TO DO
Collect every line of the records below that contains the string "cliff", and copy each one in full.
[ENTRIES start]
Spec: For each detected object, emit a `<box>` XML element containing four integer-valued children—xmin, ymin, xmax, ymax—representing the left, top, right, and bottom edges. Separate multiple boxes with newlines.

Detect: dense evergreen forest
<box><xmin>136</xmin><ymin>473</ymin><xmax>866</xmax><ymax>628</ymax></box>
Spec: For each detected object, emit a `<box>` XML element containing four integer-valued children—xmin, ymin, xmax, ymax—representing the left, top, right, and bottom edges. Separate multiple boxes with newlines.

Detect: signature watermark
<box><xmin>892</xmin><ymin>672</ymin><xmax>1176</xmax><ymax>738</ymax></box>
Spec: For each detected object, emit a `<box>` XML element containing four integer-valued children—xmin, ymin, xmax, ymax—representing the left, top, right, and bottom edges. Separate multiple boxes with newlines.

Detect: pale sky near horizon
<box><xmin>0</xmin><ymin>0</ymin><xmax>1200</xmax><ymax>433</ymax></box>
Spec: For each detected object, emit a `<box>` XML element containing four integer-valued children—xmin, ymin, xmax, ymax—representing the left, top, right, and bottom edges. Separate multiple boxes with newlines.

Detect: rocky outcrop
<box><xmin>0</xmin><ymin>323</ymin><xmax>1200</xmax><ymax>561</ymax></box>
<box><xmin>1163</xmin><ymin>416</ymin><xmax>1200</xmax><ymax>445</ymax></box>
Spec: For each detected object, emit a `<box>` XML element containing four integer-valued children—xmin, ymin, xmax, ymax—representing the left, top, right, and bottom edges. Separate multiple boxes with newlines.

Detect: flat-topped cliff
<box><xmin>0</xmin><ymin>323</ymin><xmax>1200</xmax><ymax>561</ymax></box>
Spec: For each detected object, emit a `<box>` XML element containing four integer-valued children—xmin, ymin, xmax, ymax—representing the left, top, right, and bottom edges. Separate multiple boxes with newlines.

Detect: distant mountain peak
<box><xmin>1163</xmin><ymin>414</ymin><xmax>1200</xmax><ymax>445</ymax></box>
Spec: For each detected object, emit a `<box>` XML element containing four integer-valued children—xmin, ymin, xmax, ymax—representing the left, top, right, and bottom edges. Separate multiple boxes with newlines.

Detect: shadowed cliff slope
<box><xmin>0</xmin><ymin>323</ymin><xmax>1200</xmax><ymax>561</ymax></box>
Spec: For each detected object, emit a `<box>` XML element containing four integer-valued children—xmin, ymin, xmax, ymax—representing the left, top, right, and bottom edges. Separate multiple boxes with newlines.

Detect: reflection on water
[ENTRIES end]
ANSWER TO THE PROBLEM
Detect: flat-topped cliff
Detect: shadowed cliff slope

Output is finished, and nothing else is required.